TEXT:
....................
- Born: Ronald Lee Galyon Donald Lee Galyon October 28, 1951 Dayton, Ohio, U.S.
- Died: July 4, 2020 (aged 68) Dayton, Ohio, U.S.
- Occupations: Sideshow attractions, reality TV personalities
- Known for: Oldest set of conjoined twins ever

= Ronnie and Donnie Galyon =

Oldest conjoined twins (1951–2020)

Ronald Lee Galyon and Donald Lee Galyon (October 28, 1951 – July 4, 2020) were American conjoined twins from Dayton, Ohio. According to the 2009 Guinness World Records, the Galyons were the oldest living set of conjoined twins in the world, and, as of October 29, 2014, possessed the world record for the longest-lived conjoined twins in history when they surpassed prior record holders Chang and Eng Bunker.
....................
Dataset entries:
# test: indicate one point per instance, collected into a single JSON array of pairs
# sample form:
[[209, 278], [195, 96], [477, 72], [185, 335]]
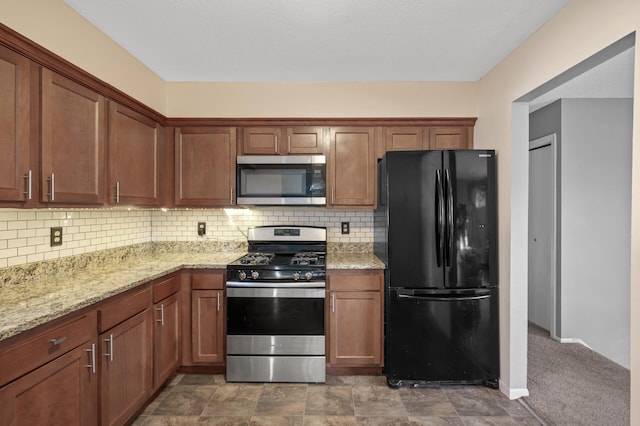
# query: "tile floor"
[[343, 400]]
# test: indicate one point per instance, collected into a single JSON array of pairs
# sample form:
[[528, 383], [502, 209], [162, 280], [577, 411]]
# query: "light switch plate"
[[56, 236]]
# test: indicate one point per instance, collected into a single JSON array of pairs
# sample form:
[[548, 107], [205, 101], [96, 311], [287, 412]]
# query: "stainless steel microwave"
[[292, 180]]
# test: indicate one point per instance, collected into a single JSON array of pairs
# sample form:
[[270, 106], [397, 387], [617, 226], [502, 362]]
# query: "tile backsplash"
[[24, 234]]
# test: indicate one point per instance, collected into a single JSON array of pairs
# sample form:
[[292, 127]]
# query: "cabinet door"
[[126, 368], [450, 138], [62, 392], [205, 166], [353, 167], [305, 140], [15, 125], [261, 140], [207, 325], [166, 339], [73, 129], [355, 335], [405, 139], [133, 157]]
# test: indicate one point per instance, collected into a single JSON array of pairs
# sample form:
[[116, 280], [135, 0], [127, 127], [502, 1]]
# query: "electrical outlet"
[[345, 227], [56, 236]]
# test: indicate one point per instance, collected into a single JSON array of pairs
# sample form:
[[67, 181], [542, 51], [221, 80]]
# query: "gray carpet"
[[570, 384]]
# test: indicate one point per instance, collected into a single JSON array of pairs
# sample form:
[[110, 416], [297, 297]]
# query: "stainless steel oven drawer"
[[276, 345], [303, 369]]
....................
WORK INSTRUCTION:
Continue the article on Ronnie and Donnie Galyon from the point where it ends.

ANSWER SECTION:
== Early life and career ==
The twins were born at St. Elizabeth Hospital in Dayton, Ohio, on October 28, 1951, to Wesley and Eileen Galyon. Eileen was not expecting twins. Each had their heart and most other major internal organs, and their own arms and legs, but they were joined at the front from the sternum to the groin and shared some internal organs such as the lower intestine. The twins each had their own bladder but shared a single penis and rectum. After a two-year stay in the hospital, it was determined that they could not be safely separated. Local schools deemed the twins a distraction, so they were not formally educated, resulting in their life-long functional illiteracy.

With nine children to support, their father Wesley decided to take the twins on the road as a sideshow attraction. The boys were exhibited in sideshows throughout the U.S. and later in Latin America and Canada. Their tours made them celebrities and provided an income with which they supported their family.

== Later life ==
In 1991, after three decades in entertainment, the pair retired and moved into their first independent home in Dayton, Ohio, in a house purchased with sideshow earnings. They were active in the community and lived a largely normal life by means of a custom double wheelchair.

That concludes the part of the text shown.